▸ **What the exercise asks**:
Search the records for lines that contain the word "table". Copy them all.

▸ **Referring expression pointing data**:

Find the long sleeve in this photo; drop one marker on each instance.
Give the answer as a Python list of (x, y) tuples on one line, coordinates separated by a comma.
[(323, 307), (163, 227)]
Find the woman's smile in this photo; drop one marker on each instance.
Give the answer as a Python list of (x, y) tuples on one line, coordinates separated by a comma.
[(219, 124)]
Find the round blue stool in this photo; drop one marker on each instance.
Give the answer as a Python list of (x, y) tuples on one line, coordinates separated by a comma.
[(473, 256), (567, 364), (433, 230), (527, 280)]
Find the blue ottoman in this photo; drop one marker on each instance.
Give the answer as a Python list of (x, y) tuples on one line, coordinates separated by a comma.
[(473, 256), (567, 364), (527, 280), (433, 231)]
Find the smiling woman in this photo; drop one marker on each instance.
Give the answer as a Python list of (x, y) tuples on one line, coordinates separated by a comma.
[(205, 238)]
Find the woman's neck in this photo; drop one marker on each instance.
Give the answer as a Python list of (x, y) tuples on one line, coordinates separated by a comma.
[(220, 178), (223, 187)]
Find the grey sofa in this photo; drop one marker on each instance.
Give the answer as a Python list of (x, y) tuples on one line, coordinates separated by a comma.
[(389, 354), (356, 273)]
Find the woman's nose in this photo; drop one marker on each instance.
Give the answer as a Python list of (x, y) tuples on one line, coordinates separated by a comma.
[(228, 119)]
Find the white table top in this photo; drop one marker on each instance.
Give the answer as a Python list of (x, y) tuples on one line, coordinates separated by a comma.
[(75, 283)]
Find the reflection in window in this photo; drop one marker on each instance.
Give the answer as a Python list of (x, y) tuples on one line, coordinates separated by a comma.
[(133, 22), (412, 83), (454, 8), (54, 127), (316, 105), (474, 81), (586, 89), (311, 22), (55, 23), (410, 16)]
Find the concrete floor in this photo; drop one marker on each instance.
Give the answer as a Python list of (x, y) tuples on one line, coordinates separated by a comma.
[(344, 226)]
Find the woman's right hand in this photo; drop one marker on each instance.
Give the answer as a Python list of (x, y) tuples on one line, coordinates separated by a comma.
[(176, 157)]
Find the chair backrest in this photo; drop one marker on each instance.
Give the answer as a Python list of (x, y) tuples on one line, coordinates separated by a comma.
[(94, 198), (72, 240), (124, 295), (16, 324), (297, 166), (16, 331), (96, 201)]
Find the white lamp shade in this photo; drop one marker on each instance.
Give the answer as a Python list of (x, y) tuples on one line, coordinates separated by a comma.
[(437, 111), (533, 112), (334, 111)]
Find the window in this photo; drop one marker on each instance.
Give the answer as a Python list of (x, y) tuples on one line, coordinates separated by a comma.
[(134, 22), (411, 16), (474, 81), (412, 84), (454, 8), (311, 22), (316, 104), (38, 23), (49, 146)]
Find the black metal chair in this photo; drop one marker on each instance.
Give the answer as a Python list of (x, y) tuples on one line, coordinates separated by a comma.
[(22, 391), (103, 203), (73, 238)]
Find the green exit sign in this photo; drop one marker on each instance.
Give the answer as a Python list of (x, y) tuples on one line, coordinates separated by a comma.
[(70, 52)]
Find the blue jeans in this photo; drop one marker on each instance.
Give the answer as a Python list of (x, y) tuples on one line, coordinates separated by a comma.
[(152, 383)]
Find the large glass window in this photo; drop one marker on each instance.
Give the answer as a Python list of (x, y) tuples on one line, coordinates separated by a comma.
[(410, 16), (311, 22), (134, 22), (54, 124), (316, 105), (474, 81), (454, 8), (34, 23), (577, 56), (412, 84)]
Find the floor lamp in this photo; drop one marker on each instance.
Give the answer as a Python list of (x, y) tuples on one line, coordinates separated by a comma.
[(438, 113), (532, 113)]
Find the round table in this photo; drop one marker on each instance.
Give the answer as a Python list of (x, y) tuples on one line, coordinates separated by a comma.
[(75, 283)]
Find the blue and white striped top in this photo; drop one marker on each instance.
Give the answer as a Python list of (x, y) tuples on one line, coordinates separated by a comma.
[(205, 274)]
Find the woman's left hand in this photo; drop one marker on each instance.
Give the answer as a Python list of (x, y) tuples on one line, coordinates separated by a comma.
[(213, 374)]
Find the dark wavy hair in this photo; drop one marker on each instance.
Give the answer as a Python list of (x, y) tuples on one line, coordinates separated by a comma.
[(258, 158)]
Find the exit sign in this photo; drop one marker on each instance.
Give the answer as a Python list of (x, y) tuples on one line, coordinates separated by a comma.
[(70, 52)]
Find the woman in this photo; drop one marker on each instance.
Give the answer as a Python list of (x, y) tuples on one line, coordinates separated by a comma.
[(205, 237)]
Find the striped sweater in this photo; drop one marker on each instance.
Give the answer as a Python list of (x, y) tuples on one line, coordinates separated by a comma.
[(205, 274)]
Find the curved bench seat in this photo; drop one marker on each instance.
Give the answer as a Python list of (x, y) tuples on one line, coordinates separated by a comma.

▸ **Response below**:
Find the white table top in this photo; drop one marker on each instance.
Find the round table in this photo; drop one marker on each instance.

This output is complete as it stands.